_DOCUMENT EXCERPT_.
◇ ◇ ◇
Transaction API for DB Transactions (!406) · Merge Requests · gargantext / haskell-gargantext

Transaction API for DB Transactions

This MR is a work in progress towards #411, to model our DB operations in a transactional way. @cgenie I'm trying my best as part of this MR description to state the problem and the solution, hopefully it will ease the review of this.

Problem description

Before this MR, our queries and updates were not "composable" when it came to ACID, let me give you an example. Let's consider:

pureQueryExample :: HasNodeError err
                => NodeId
                -> User
                -> DBCmd err (Node JSON.Value, UserId)
pureQueryExample n u = do
  nodeToCheck <- getNode n
  if (fancyField $ nodeToCheck == 42) then updateUser u ... else getUserId u

Our GGTX queries were not running DB operations like getNode and updateUser in a single PG transaction, meaning that in a highly concurrent environment we could be reading Node n and by the time we get past the successful check, into the then branch, some other actor might have modified fancyField of Node n, meaning we would be running a destructive operation (an update) or a precondition that has now been violated.

Not only that, but our "runners" had the wrong granularity: we had functions like runPGSQuery , execPGSQuery & co which would all run in the same monad DBCmd, meaning we couldn't have the type system enforce that they all compose together in a single transaction, unless we deliberately tried to do so, which is very error prone as it's enough to forget putting a withTransaction at the top or, worse, using too many withTransaction leading to deadlock (AFAIK, in PG you can't nest transactions).

Solution

The solution I came up with is an API that does a few things:

It distinguishes DB reads from DB writes, so that we can make decisions based on that (see later);
It allows DB operations to be composed;
It actually "fires" the DB operations only when we call runDBQuery or runDBTx, and these evaluators also ensures that we call withTransaction only in once place, at the right time.

Regarding 1. distinguishing reads from writes is nice for a couple of reasons:

We can't accidentally mix updates and reads

If we try to write:

pureQueryExample :: HasNodeError err
                => NodeId
                -> User
                -> DBCmd err (Node JSON.Value, UserId)
◇ ◇ ◇
_EXTRACTED ENTRIES_.

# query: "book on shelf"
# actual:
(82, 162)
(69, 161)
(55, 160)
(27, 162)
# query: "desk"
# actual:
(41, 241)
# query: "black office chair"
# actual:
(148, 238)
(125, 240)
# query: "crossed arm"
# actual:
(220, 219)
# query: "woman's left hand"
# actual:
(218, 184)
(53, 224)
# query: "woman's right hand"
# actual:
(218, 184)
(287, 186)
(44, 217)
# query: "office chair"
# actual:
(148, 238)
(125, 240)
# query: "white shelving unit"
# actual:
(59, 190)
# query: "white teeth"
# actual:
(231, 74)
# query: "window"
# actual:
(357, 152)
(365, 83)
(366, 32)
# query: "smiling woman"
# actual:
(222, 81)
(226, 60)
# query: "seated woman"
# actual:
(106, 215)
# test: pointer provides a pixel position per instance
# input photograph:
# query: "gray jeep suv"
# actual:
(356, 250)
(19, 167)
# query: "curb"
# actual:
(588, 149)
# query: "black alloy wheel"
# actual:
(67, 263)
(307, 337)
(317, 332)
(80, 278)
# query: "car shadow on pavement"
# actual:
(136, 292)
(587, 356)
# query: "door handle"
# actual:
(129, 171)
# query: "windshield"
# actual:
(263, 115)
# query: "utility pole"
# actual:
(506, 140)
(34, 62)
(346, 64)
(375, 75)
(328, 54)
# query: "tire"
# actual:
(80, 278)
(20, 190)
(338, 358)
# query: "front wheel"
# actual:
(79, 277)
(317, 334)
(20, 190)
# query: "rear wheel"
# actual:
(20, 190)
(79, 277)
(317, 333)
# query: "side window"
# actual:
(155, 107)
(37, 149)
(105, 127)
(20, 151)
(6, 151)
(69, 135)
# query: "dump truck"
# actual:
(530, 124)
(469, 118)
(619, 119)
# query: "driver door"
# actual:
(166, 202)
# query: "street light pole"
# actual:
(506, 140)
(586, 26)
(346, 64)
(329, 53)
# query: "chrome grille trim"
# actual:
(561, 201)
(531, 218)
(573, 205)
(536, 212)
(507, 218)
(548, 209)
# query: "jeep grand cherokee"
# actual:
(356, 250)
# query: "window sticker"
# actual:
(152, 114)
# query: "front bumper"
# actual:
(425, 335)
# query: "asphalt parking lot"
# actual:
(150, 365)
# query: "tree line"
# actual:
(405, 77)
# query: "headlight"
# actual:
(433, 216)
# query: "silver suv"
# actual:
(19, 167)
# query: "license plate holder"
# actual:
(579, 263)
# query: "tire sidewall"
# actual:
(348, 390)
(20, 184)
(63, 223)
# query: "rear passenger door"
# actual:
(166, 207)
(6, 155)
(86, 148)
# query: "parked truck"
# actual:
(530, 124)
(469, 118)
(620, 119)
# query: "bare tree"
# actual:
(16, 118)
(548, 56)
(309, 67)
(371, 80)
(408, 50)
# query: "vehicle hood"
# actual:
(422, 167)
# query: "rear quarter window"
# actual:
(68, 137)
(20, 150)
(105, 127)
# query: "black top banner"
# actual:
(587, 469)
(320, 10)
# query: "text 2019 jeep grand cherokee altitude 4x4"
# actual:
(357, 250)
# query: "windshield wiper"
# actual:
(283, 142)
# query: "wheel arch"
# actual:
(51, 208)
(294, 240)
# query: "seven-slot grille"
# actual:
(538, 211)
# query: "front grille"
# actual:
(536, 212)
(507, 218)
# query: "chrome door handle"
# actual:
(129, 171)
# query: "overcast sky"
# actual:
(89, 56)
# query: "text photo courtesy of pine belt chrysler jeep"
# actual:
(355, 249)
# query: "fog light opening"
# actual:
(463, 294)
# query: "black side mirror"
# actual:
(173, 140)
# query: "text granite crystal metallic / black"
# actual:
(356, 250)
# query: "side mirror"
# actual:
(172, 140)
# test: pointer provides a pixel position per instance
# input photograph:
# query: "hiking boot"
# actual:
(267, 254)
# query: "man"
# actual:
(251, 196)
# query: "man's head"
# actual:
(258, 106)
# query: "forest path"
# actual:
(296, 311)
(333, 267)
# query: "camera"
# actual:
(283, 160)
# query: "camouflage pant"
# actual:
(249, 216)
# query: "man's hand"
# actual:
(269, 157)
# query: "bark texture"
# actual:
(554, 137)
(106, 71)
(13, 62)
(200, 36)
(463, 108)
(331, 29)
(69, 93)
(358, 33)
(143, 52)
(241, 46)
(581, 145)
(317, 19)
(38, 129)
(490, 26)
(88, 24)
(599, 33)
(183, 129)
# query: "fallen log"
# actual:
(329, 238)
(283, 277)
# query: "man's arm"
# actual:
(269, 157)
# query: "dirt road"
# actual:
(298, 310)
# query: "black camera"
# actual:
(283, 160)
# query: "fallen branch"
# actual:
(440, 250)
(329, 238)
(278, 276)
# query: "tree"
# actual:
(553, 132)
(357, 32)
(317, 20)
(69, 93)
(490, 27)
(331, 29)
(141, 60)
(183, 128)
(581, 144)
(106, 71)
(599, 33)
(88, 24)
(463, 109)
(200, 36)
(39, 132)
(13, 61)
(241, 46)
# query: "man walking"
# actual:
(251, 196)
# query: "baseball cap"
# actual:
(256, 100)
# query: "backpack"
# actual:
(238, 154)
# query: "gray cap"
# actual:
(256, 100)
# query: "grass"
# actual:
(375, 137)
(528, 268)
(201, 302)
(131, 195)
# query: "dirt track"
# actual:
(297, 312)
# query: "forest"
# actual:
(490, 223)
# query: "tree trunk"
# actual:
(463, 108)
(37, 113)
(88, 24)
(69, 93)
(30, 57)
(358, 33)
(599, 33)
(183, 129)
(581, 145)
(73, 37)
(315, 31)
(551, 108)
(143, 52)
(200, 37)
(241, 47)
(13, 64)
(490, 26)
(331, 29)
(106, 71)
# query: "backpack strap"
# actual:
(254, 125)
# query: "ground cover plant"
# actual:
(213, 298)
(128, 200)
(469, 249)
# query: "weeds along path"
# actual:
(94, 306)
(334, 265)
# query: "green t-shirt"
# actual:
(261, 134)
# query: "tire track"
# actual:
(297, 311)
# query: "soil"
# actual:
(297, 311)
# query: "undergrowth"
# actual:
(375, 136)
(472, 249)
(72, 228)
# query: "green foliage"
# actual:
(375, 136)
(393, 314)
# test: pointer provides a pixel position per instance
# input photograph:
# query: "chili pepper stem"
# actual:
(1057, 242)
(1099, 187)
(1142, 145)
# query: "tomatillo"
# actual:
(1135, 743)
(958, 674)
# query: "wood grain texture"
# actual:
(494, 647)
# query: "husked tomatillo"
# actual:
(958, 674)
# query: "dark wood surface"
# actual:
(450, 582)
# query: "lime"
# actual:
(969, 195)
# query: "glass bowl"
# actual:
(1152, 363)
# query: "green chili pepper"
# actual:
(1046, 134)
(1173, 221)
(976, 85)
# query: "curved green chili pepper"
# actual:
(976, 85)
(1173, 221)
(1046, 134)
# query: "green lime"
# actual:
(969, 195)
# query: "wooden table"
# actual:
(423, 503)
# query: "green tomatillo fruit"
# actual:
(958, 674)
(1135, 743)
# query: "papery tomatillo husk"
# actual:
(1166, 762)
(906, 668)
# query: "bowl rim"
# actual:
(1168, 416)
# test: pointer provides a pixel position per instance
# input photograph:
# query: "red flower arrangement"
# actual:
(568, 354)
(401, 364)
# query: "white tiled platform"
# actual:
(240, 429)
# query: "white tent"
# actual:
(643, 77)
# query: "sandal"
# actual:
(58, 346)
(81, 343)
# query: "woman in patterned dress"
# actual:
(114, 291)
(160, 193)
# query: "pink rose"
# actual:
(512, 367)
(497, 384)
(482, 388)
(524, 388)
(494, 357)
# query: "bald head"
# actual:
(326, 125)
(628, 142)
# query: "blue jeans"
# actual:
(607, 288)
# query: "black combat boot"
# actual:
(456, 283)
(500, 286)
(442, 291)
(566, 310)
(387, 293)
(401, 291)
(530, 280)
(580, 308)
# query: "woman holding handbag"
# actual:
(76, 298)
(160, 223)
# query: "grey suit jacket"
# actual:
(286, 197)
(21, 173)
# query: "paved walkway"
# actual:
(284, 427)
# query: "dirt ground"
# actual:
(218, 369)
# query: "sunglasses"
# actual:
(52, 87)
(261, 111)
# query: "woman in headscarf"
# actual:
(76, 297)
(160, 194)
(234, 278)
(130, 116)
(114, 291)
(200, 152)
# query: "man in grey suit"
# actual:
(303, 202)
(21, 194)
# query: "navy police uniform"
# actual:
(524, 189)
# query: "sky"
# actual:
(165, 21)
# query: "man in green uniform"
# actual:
◇ ◇ ◇
_SET EXERCISE_. Could you write out the passage of the Transaction API merge request above, from "Not only that, but" up to and including "the right time."?

_EXERCISE RESPONSE_.
Not only that, but our "runners" had the wrong granularity: we had functions like runPGSQuery , execPGSQuery & co which would all run in the same monad DBCmd, meaning we couldn't have the type system enforce that they all compose together in a single transaction, unless we deliberately tried to do so, which is very error prone as it's enough to forget putting a withTransaction at the top or, worse, using too many withTransaction leading to deadlock (AFAIK, in PG you can't nest transactions).

Solution

The solution I came up with is an API that does a few things:

It distinguishes DB reads from DB writes, so that we can make decisions based on that (see later);
It allows DB operations to be composed;
It actually "fires" the DB operations only when we call runDBQuery or runDBTx, and these evaluators also ensures that we call withTransaction only in once place, at the right time.